Exercise: Starting at the beginning of the entries and ending with the line that contains "rough mask: <svg", rewrite those lines as a numbered list and omit any blank lines.
*** Opening of Data under study ***
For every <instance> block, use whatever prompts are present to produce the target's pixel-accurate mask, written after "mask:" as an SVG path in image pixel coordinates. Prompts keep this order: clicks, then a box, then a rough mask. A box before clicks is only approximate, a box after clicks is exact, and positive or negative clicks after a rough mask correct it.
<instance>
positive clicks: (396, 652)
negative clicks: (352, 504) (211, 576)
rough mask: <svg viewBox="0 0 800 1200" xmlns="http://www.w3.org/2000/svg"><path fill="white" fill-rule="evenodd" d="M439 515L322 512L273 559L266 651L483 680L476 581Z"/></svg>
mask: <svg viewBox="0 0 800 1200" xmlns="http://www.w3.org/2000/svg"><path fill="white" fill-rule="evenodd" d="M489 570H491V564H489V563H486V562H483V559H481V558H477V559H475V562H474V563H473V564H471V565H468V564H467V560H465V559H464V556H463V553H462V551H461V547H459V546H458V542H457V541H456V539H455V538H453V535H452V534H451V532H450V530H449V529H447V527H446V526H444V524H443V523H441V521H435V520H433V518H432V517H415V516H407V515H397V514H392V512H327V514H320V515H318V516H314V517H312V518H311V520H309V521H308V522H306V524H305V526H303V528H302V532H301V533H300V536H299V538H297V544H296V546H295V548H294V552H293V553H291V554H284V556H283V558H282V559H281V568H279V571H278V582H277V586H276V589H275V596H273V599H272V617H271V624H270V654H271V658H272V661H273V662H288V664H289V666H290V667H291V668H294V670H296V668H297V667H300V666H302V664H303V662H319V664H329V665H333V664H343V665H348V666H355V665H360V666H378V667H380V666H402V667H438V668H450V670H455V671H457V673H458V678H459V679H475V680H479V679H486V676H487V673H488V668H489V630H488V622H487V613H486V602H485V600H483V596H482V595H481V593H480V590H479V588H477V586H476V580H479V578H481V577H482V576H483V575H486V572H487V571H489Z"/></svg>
*** Close of Data under study ***
Finished task:
1. For every <instance> block, use whatever prompts are present to produce the target's pixel-accurate mask, written after "mask:" as an SVG path in image pixel coordinates. Prompts keep this order: clicks, then a box, then a rough mask. A box before clicks is only approximate, a box after clicks is exact, and positive or negative clicks after a rough mask correct it.
2. <instance>
3. positive clicks: (396, 652)
4. negative clicks: (352, 504) (211, 576)
5. rough mask: <svg viewBox="0 0 800 1200" xmlns="http://www.w3.org/2000/svg"><path fill="white" fill-rule="evenodd" d="M439 515L322 512L273 559L266 651L483 680L476 581Z"/></svg>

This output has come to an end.